- YOUR GOAL
Copy out the whole listing below word for word, but leave out the picture.

- DATA SECTION
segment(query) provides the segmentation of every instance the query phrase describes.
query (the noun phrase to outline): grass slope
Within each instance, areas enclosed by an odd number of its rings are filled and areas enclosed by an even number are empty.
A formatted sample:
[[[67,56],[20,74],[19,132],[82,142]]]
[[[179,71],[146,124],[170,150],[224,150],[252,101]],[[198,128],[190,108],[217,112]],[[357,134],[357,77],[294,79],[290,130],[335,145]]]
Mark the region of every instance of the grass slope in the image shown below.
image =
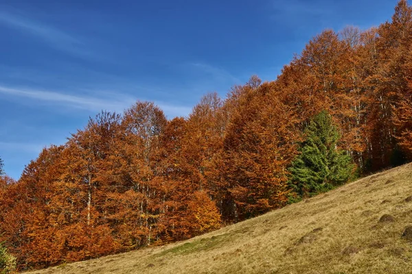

- TASK SOLUTION
segment(query) provides the segmentation of every instance the query phrase describes.
query (the noun phrase to outline): grass slope
Within each instance, areas enclosed by an odd number of its rings are filled and areas enclosed by an even number are empty.
A formatted sample:
[[[67,56],[20,74],[19,132],[82,142]]]
[[[179,71],[146,124],[170,150],[224,150],[252,101]],[[198,128],[190,108],[217,112]],[[357,134],[357,77],[294,79],[290,130],[335,145]]]
Mark the region of every instance of the grass slope in the image shown below.
image =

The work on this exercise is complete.